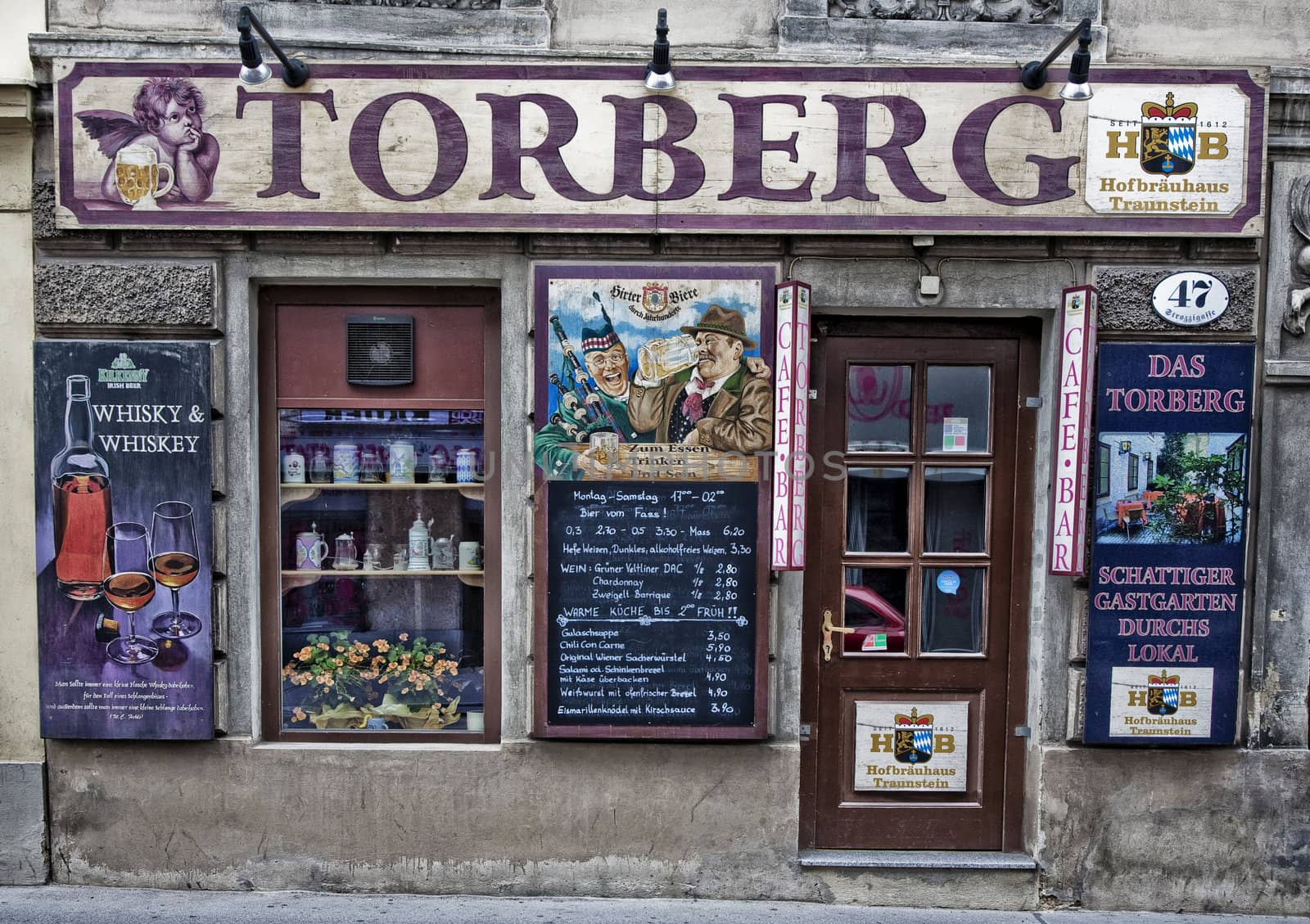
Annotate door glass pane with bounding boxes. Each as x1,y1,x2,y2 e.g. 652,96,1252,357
925,365,992,453
924,468,987,552
921,568,987,653
842,568,908,655
847,466,909,552
847,365,913,453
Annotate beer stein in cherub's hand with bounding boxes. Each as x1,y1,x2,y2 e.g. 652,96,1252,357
114,144,174,210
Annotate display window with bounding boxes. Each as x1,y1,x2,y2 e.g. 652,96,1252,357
260,289,499,741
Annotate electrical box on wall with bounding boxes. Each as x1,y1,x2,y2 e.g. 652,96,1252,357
346,314,414,385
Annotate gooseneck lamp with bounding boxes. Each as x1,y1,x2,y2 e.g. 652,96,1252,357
646,7,675,92
237,7,309,87
1019,18,1091,100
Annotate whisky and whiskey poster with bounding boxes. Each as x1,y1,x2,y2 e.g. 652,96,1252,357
34,340,214,740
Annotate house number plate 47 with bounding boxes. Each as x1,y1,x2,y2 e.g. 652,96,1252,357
1151,271,1227,327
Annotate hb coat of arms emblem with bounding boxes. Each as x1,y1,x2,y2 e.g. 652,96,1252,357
1146,670,1177,716
892,708,933,763
1141,93,1197,177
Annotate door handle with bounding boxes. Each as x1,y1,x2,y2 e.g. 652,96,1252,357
823,610,856,661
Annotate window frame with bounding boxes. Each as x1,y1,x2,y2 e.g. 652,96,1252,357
255,286,503,745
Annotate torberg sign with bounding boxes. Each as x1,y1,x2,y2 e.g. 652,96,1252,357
56,61,1267,236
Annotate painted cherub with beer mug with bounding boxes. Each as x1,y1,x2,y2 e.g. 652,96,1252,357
77,77,219,208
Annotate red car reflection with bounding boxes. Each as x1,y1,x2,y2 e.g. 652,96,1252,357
842,584,906,655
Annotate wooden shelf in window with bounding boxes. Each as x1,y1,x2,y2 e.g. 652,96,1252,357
280,481,485,504
282,568,485,593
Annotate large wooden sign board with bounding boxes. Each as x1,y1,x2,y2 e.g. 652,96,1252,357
34,340,214,740
55,61,1267,236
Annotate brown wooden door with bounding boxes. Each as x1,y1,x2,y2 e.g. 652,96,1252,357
801,319,1037,850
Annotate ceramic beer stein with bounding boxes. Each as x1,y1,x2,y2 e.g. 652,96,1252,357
296,524,328,570
282,449,305,485
386,441,417,485
454,449,478,485
460,542,482,570
114,144,174,210
332,533,359,570
332,443,359,485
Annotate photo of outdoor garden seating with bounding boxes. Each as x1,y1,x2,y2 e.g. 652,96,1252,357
1095,433,1247,544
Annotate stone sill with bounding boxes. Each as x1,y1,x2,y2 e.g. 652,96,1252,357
801,850,1037,870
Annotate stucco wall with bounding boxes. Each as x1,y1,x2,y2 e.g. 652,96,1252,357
1104,0,1310,67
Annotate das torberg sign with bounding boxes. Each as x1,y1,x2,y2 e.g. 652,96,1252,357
56,61,1267,236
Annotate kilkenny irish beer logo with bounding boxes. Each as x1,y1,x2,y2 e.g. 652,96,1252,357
892,708,933,763
1140,93,1197,177
1146,670,1179,716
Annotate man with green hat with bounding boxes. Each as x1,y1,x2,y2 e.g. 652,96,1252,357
532,308,650,479
627,305,773,454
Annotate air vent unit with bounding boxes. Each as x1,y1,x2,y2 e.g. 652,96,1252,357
346,314,414,385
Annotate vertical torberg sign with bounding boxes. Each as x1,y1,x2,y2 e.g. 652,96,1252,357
55,61,1267,236
34,340,214,740
1083,343,1255,745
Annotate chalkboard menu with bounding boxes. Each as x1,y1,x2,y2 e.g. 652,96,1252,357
545,481,762,737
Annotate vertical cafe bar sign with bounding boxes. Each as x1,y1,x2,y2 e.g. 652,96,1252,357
34,340,214,740
770,282,810,570
1046,286,1096,577
1083,343,1255,745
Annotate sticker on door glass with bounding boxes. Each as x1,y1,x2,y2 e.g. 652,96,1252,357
937,568,960,597
854,701,969,791
942,417,969,453
860,632,887,651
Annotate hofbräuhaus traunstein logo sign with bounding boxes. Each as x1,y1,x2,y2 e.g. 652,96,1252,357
854,701,969,791
1087,85,1263,216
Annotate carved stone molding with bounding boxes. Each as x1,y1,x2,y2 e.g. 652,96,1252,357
1282,174,1310,336
828,0,1064,22
273,0,500,9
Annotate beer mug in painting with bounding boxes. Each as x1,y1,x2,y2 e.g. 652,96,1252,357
114,144,173,210
637,334,696,382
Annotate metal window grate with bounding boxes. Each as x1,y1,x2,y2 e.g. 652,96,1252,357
346,314,414,385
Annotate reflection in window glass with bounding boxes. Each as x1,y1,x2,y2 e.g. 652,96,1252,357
847,365,913,453
842,568,908,655
925,365,992,453
919,568,987,653
847,467,909,552
924,468,987,552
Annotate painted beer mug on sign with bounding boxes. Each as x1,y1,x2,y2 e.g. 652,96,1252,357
114,144,173,210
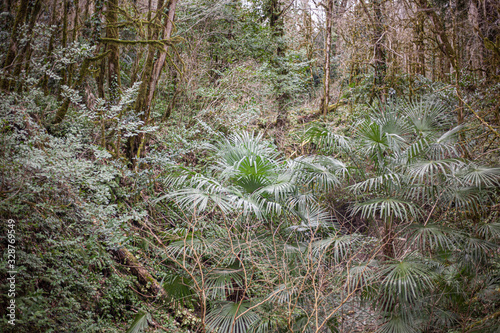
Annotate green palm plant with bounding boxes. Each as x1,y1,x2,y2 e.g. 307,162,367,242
304,96,500,332
158,133,347,230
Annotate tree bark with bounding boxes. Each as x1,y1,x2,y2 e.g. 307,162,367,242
321,0,333,116
106,0,121,102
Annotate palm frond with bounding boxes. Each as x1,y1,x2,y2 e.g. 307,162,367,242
380,257,434,311
477,222,500,241
409,223,456,251
293,156,348,191
163,275,195,306
348,173,403,193
457,163,500,189
377,315,419,333
312,234,362,263
206,267,245,300
305,126,352,152
127,311,152,333
206,302,259,333
352,197,421,221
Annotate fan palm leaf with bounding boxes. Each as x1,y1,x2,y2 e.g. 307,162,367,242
206,302,259,333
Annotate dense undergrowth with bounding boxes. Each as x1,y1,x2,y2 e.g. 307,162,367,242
1,78,500,332
0,1,500,333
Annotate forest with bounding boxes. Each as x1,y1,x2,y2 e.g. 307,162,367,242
0,0,500,333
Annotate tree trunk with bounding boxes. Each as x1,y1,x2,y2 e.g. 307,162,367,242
0,0,29,90
106,0,121,102
127,0,177,163
321,0,333,116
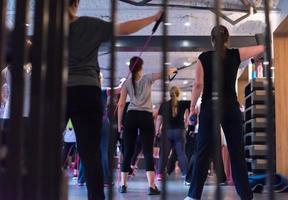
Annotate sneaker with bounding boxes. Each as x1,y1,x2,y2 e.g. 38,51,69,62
104,183,114,188
184,181,191,187
78,183,85,186
120,185,127,193
147,186,161,195
156,174,162,181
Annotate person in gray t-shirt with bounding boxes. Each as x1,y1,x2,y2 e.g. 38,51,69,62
63,0,161,200
118,57,176,195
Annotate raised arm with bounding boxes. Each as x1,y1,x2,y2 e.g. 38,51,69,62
117,88,127,132
116,11,162,35
190,60,204,114
239,45,265,61
152,67,177,81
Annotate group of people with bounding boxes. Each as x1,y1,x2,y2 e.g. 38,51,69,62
67,0,264,200
1,0,264,200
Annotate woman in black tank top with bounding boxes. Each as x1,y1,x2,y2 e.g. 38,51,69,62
185,26,264,200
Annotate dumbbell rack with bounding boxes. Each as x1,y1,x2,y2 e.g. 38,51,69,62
244,78,274,174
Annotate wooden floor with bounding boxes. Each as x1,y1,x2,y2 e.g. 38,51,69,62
69,170,288,200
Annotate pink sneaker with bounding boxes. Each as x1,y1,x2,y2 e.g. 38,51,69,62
156,174,162,181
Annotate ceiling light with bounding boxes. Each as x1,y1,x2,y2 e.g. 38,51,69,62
164,22,173,26
184,22,191,27
182,40,190,47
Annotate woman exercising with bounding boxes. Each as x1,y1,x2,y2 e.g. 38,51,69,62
185,25,264,200
118,57,176,195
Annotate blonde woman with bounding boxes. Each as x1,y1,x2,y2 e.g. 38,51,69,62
156,86,189,181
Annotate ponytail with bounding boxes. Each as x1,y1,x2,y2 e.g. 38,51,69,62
170,86,180,117
129,56,144,96
211,25,229,58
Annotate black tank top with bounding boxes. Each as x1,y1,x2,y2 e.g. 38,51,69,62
199,49,241,102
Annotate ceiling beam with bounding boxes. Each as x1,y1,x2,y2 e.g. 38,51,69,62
100,35,257,52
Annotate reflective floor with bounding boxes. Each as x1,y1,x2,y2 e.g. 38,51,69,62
69,170,288,200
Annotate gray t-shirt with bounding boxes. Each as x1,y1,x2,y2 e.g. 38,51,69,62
68,17,112,86
124,74,154,112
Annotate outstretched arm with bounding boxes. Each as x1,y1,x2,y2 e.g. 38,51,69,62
152,67,177,81
116,11,162,35
190,60,204,114
239,45,265,61
117,88,127,132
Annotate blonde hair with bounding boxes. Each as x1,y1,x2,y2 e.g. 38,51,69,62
169,86,180,117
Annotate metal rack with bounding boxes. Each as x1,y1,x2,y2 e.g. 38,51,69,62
244,78,274,174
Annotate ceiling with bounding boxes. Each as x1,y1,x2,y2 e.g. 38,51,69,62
7,0,287,104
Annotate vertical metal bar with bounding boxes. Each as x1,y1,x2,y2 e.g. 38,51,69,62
264,0,276,200
0,0,7,172
23,0,49,200
0,0,7,197
0,0,7,70
42,0,68,200
108,0,117,200
161,0,168,200
3,0,28,200
212,0,224,200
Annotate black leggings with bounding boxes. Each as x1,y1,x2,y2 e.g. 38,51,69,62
121,111,155,172
66,86,105,200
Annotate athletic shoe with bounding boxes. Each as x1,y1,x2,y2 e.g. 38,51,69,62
104,183,114,188
78,183,85,186
184,181,191,187
156,174,162,181
120,185,127,193
147,185,161,195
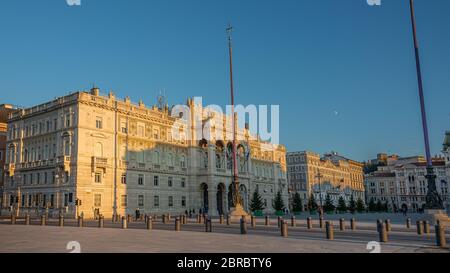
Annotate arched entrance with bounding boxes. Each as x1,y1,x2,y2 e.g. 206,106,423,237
200,183,209,213
216,183,225,215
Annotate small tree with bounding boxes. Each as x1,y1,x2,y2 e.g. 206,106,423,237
308,193,318,212
369,198,377,212
356,198,366,213
250,188,265,212
292,192,303,212
337,196,347,212
348,194,356,213
323,194,336,213
273,191,285,211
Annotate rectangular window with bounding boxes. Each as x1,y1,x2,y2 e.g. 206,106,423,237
120,195,128,207
138,195,144,207
95,117,103,129
138,125,145,137
153,196,159,208
94,194,102,207
95,172,102,183
120,121,128,134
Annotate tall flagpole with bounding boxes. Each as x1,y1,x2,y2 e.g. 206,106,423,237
409,0,444,210
227,25,247,217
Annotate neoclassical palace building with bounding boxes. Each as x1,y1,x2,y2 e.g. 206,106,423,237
1,88,288,217
287,151,365,209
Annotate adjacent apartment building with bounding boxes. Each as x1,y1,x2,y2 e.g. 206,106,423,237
286,151,365,209
365,136,450,212
2,88,288,217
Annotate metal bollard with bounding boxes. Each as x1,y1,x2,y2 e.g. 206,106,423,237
377,219,383,232
416,221,423,235
240,218,247,234
339,218,345,231
281,220,288,238
98,215,105,228
384,219,392,232
147,216,153,230
423,221,430,234
325,221,334,240
435,224,447,248
378,222,388,243
175,218,181,231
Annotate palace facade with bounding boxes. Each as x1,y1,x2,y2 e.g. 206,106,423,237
2,88,288,217
287,151,365,209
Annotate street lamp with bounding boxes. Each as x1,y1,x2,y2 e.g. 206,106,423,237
409,0,444,210
316,169,323,215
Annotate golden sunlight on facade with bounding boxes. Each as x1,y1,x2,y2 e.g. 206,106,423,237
2,88,288,218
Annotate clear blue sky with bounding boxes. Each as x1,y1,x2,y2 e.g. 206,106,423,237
0,0,450,160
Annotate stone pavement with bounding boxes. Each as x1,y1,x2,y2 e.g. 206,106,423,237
0,224,449,253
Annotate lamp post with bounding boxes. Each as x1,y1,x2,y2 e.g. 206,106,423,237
409,0,444,210
226,25,248,217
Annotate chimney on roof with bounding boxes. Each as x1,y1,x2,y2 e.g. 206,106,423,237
91,87,100,96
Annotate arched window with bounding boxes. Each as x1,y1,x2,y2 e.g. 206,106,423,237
153,151,159,164
167,153,173,167
94,142,103,157
180,155,186,168
138,149,145,163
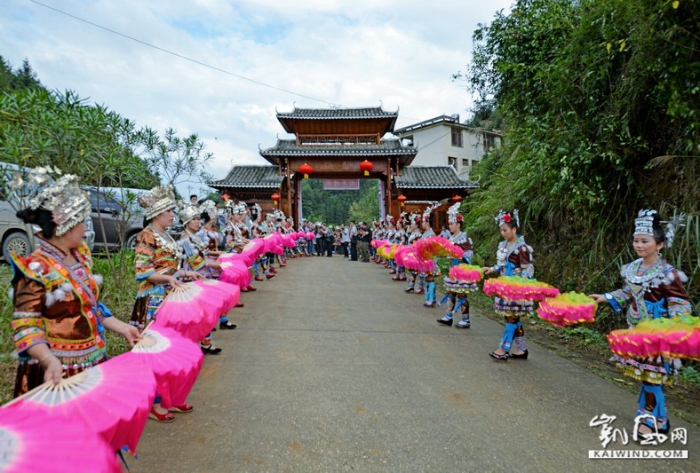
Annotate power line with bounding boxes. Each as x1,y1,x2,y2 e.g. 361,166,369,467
29,0,339,107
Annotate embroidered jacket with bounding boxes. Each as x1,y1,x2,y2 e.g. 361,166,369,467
491,236,535,279
134,225,181,299
11,236,112,366
450,232,474,266
178,229,209,272
605,258,692,325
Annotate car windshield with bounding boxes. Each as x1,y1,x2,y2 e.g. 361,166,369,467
90,192,122,213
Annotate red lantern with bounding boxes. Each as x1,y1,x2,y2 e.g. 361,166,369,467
360,159,374,176
299,163,314,179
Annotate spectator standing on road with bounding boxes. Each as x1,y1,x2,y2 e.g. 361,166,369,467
324,225,335,258
340,223,350,258
350,220,357,261
357,222,372,263
316,222,326,256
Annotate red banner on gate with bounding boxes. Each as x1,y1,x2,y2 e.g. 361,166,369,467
323,179,360,191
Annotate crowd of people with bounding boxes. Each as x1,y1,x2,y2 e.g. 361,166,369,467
4,166,691,458
362,199,698,442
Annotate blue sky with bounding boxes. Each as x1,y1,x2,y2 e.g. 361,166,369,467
0,0,511,192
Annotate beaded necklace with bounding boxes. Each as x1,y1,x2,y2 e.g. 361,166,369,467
623,258,666,292
185,228,207,254
148,225,184,260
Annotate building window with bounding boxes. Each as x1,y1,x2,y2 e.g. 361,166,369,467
452,128,464,148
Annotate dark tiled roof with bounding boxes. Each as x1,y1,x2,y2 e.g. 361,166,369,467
260,140,418,158
394,166,479,189
207,166,284,189
277,107,399,120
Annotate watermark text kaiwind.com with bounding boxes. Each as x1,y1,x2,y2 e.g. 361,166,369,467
588,414,688,460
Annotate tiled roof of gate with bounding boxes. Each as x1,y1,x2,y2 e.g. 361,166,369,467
394,166,479,189
260,140,418,158
207,166,284,189
277,107,399,120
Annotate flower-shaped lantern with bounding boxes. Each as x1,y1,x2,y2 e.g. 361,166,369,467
360,159,374,176
299,163,314,179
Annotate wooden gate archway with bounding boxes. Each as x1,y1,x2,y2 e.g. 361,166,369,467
209,107,474,232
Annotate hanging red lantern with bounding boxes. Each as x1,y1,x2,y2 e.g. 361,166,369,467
360,159,374,176
299,163,314,179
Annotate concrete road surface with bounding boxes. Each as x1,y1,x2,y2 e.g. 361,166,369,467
130,256,700,473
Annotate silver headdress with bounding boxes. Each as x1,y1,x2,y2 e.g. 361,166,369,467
633,209,685,248
494,209,520,228
632,209,657,236
423,202,440,220
447,202,463,223
10,166,92,236
233,202,248,215
139,185,175,220
199,199,217,220
177,200,201,225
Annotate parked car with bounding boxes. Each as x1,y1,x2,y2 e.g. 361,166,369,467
83,187,145,249
0,163,95,261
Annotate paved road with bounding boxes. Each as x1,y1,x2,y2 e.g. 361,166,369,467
131,256,700,473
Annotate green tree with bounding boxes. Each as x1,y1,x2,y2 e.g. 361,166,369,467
135,128,214,195
457,0,700,318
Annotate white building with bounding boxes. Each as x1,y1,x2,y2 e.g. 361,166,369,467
394,115,502,181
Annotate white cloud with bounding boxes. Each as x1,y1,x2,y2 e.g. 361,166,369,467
0,0,511,192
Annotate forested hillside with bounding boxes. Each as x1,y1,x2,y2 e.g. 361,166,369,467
458,0,700,329
0,56,212,194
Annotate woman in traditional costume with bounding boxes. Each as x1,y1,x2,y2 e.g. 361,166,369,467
178,202,226,355
403,213,424,294
422,202,440,309
590,210,692,438
437,202,476,329
483,210,535,361
11,168,140,397
131,186,203,422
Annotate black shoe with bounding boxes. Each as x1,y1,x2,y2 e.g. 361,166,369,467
509,350,528,360
199,345,221,355
489,351,508,361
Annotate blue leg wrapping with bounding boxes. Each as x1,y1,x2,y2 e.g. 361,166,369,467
637,384,668,429
498,322,520,353
425,281,435,302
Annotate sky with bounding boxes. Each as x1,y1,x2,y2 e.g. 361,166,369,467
0,0,513,194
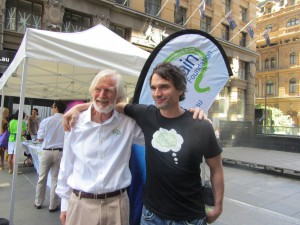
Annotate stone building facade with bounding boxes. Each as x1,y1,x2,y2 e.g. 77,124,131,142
0,0,258,121
255,0,300,126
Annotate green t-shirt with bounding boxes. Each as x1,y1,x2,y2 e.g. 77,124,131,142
8,119,26,142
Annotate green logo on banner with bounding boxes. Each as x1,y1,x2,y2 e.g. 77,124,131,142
164,47,212,93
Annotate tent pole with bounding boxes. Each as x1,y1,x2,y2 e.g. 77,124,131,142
9,57,28,225
0,87,4,134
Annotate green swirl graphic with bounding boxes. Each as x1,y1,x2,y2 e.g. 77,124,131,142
164,47,210,93
156,132,177,147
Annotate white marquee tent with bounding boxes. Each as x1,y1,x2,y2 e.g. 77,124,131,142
0,25,149,100
0,25,149,224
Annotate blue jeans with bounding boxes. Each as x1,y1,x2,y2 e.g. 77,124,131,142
141,206,207,225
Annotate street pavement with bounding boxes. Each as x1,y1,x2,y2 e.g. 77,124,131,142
0,147,300,225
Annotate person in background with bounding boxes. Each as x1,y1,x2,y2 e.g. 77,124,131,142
0,107,9,170
8,110,26,173
34,100,67,212
61,69,207,225
27,108,39,141
56,69,144,225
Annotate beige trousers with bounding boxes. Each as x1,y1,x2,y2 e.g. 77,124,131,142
34,150,62,209
66,191,129,225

------------------------------

* Work to be completed
Convert everything from the line containing "Annotate kilkenny irish" down to the line containing "158,133,347,230", both included, into a Markdown table with the columns Row and Line, one numbered row per line. Skip blank lines and leave out the pictures.

* Solution to this exercise
| Row | Line |
|---|---|
| 1 | Annotate kilkenny irish beer logo with bounding boxes. Each as x1,y1,x2,y2 e.g. 652,96,1252,357 |
| 2 | 892,708,933,763 |
| 3 | 1140,93,1197,177 |
| 4 | 1146,670,1179,716 |
| 5 | Annotate man with green hat with bounding boxes. Each as x1,y1,x2,y2 e.g. 652,96,1252,357 |
| 6 | 532,308,650,479 |
| 7 | 627,305,773,454 |
| 8 | Annotate air vent unit with bounding boxes. Each as x1,y1,x2,y2 e.g. 652,96,1252,357 |
| 9 | 346,314,414,385 |
| 10 | Annotate vertical torberg sign with bounding boxes. Each as x1,y1,x2,y2 e.g. 652,96,1252,357 |
| 11 | 55,61,1267,236 |
| 12 | 34,340,214,740 |
| 13 | 1083,343,1255,745 |
| 14 | Annotate chalkboard menu with bounding boxes. Each as x1,y1,x2,y2 e.g. 652,96,1252,357 |
| 15 | 545,481,762,737 |
| 16 | Annotate vertical cafe bar sign with bounding boxes. Each as x1,y1,x2,y2 e.g. 652,96,1252,357 |
| 17 | 34,340,214,740 |
| 18 | 770,282,810,570 |
| 19 | 1046,286,1096,577 |
| 20 | 1083,343,1255,745 |
| 21 | Annotate sticker on door glass with bounding boxes. Each as x1,y1,x2,y2 e.g. 652,96,1252,357 |
| 22 | 937,568,960,597 |
| 23 | 854,701,969,791 |
| 24 | 942,417,969,453 |
| 25 | 860,632,887,651 |
| 26 | Annotate hofbräuhaus traunstein logo sign with bounding boxes. Each as x1,y1,x2,y2 e.g. 652,96,1252,357 |
| 27 | 854,701,969,791 |
| 28 | 1087,85,1263,216 |
| 29 | Annotate carved stone molding with bounding boxes. Each as x1,y1,x2,y2 e.g. 652,96,1252,357 |
| 30 | 1282,174,1310,336 |
| 31 | 828,0,1064,22 |
| 32 | 273,0,500,9 |
| 33 | Annotate beer mug in painting with bounding boxes. Each as x1,y1,x2,y2 e.g. 652,96,1252,357 |
| 34 | 114,144,173,210 |
| 35 | 637,334,696,382 |
| 36 | Annotate metal window grate with bounding boxes. Each as x1,y1,x2,y2 e.g. 652,96,1252,357 |
| 37 | 346,314,414,385 |
| 38 | Annotate reflection in window glass with bounding boxes. Each as x1,y1,x2,y2 e.g. 652,96,1252,357 |
| 39 | 847,365,913,453 |
| 40 | 842,568,908,655 |
| 41 | 925,365,992,453 |
| 42 | 919,568,987,653 |
| 43 | 847,467,909,552 |
| 44 | 924,468,987,552 |
| 45 | Annotate painted beer mug on sign with bounding boxes. Each as x1,y1,x2,y2 e.g. 652,96,1252,357 |
| 46 | 114,144,173,210 |
| 47 | Annotate green palm plant with bounding boxes. Each as x1,y1,x2,y2 e.g. 307,162,367,242 |
| 48 | 304,96,500,332 |
| 49 | 158,133,347,230 |